DATASET ENTRIES ▸
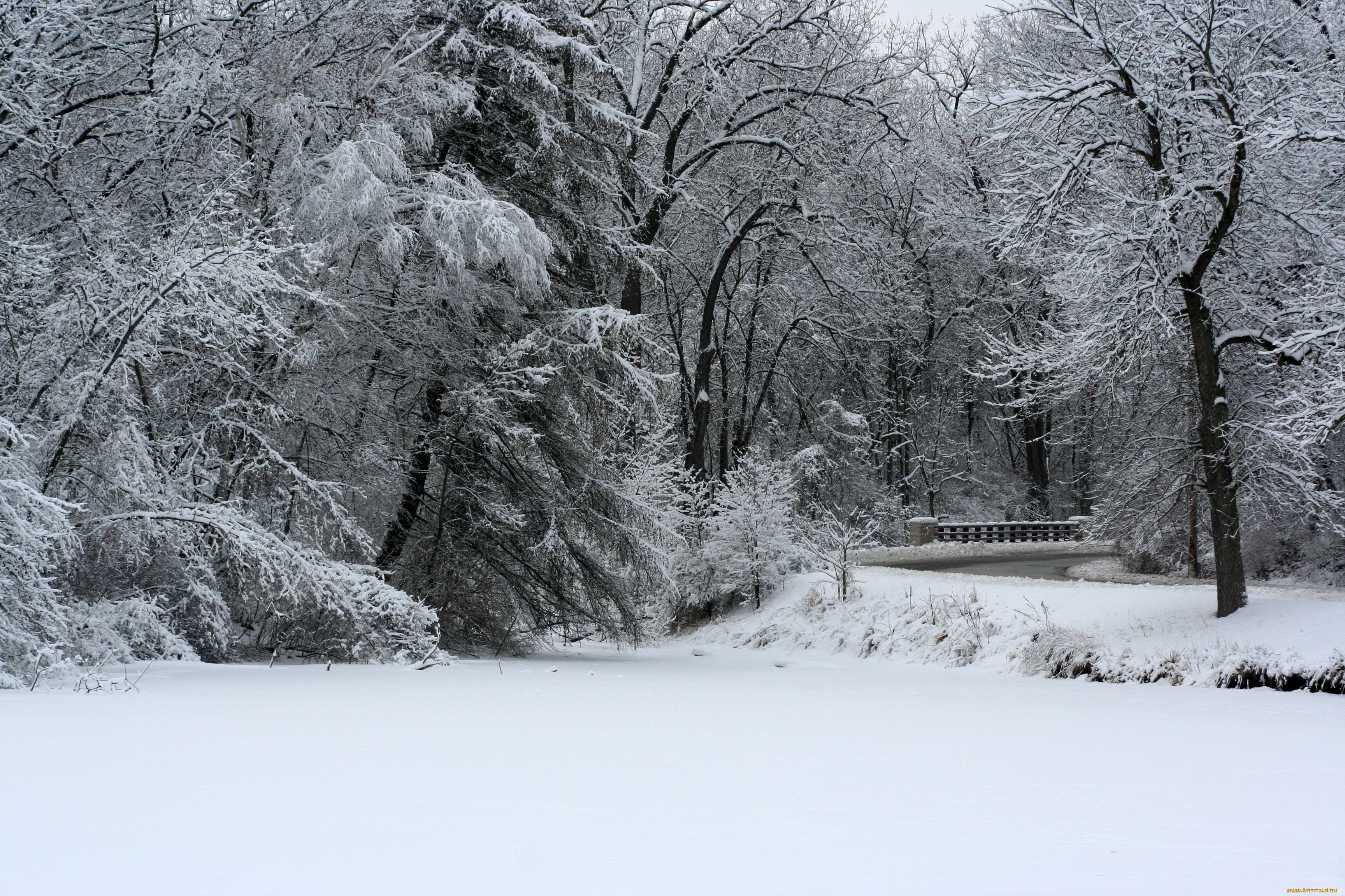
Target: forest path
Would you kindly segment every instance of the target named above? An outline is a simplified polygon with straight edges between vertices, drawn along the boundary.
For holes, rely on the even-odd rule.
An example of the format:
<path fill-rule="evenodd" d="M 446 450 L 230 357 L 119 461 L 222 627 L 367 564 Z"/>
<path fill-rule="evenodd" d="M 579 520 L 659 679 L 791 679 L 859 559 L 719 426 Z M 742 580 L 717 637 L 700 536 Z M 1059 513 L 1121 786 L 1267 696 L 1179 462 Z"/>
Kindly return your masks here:
<path fill-rule="evenodd" d="M 1065 575 L 1065 570 L 1089 560 L 1103 560 L 1115 553 L 1110 549 L 1072 548 L 1049 553 L 1024 556 L 962 556 L 932 557 L 929 560 L 872 560 L 863 566 L 896 567 L 924 572 L 970 572 L 972 575 L 1006 575 L 1024 579 L 1050 579 L 1053 582 L 1076 582 Z"/>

REQUIREMENT ▸ Please recast the lines above as a Markdown table with the columns "Row" and "Text," numbering each line and skipping any blank ones. Leave the pictures out.

FINISHED EXERCISE ▸
| Row | Text |
|---|---|
| 1 | Target: forest path |
| 2 | Would you kindly segment every instance of the target named above? An outline is a simplified polygon with straight edges between vertices, drawn along the boundary. |
| 3 | For holes, rely on the even-odd rule. |
| 4 | An example of the format: |
| 5 | <path fill-rule="evenodd" d="M 446 450 L 230 357 L 119 461 L 222 627 L 367 564 Z"/> |
| 6 | <path fill-rule="evenodd" d="M 579 520 L 659 679 L 791 679 L 859 559 L 719 426 Z M 742 580 L 717 637 L 700 536 Z M 1059 513 L 1121 786 L 1267 696 L 1179 462 Z"/> |
| 7 | Kindly return your masks here: |
| 8 | <path fill-rule="evenodd" d="M 1065 575 L 1065 570 L 1089 560 L 1103 560 L 1115 553 L 1110 549 L 1072 548 L 1049 553 L 1024 556 L 962 556 L 932 557 L 929 560 L 872 560 L 863 566 L 896 567 L 924 572 L 970 572 L 972 575 L 1006 575 L 1024 579 L 1050 579 L 1053 582 L 1076 582 Z"/> |